(WHAT IS BEING ASKED): If a line in the entries below includes "mountain", pick it out and copy it.

** Opening DATA IN THIS EXERCISE block **

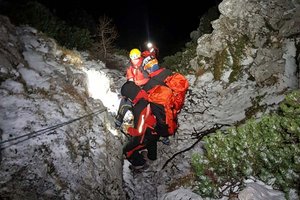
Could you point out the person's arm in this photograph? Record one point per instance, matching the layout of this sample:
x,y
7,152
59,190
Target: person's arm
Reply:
x,y
124,106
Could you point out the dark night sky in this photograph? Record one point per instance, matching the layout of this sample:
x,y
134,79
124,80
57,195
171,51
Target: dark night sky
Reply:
x,y
167,23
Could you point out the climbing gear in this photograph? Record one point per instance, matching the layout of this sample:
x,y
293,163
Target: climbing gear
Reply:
x,y
135,54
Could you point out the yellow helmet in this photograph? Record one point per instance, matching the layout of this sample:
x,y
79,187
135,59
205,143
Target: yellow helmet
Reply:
x,y
134,54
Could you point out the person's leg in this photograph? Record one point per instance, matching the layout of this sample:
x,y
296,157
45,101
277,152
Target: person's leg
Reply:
x,y
151,145
124,106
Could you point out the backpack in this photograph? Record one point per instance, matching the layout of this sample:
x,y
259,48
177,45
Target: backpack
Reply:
x,y
171,96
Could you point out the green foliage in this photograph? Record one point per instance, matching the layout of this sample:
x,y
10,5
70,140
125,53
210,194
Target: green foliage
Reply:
x,y
267,149
39,17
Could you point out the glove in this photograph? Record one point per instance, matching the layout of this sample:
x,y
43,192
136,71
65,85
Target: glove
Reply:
x,y
117,124
166,141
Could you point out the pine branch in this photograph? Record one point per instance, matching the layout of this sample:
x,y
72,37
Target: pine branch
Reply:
x,y
199,135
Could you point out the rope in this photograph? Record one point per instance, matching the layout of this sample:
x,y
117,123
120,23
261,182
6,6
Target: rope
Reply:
x,y
46,130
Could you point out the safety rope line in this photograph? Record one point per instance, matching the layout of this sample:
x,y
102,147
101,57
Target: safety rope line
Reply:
x,y
46,130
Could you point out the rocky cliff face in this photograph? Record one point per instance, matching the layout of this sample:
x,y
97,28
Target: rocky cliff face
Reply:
x,y
252,54
250,60
47,151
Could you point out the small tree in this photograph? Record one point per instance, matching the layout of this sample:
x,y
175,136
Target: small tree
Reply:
x,y
106,36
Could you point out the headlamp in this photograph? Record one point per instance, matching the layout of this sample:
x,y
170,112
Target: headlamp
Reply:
x,y
149,45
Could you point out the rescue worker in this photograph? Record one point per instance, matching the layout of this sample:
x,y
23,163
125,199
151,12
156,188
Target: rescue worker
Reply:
x,y
143,130
135,71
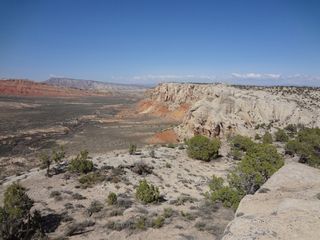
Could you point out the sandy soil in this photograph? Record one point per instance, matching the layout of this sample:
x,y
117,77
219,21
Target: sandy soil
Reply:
x,y
182,182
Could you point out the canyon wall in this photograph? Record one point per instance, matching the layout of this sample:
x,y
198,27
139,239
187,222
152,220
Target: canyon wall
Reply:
x,y
219,109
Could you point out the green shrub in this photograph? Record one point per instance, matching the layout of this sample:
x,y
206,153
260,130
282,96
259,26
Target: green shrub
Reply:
x,y
171,145
267,138
141,223
259,163
158,222
241,143
167,212
255,168
16,221
112,199
228,196
81,164
202,148
95,206
147,193
291,128
257,136
292,147
307,146
236,154
281,136
216,183
47,160
132,149
152,153
91,179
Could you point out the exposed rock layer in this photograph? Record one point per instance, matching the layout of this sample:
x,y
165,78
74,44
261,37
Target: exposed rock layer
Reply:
x,y
219,109
17,87
286,207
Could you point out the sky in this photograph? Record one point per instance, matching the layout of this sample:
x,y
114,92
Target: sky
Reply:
x,y
268,42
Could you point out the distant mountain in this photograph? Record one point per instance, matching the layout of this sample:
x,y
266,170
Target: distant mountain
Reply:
x,y
93,85
23,87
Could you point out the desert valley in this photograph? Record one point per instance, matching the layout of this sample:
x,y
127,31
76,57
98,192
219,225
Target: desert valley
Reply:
x,y
177,161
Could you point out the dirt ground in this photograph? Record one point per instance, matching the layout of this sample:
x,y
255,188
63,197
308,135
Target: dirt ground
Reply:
x,y
73,211
30,125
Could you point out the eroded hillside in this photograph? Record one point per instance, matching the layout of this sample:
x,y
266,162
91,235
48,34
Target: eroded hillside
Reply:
x,y
219,109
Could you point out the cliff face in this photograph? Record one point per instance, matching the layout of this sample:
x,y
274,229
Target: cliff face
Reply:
x,y
16,87
286,207
218,109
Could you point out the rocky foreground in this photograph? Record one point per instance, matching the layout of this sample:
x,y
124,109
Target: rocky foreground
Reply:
x,y
286,207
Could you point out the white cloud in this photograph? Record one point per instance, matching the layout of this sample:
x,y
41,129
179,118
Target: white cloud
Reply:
x,y
256,75
175,78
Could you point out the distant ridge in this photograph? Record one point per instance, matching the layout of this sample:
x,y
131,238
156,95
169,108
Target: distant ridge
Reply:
x,y
93,85
23,87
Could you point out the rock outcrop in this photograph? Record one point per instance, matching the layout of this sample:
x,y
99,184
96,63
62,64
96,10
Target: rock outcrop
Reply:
x,y
286,207
219,109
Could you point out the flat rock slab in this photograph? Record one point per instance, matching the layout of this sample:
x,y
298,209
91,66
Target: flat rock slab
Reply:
x,y
286,207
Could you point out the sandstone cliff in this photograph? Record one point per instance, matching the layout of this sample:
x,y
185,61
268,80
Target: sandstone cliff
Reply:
x,y
286,207
219,109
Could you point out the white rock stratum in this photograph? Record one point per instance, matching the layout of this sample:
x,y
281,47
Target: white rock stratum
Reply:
x,y
289,208
218,109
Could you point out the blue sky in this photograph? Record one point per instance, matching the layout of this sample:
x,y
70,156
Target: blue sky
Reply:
x,y
258,42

** Closing DATA IN THIS EXERCISE block **

(RESPONSE FOR THIS EXERCISE):
Could you point out the distant mountain in this photograph? Record one point per instance, matching the layout of this sample:
Target: distant mountain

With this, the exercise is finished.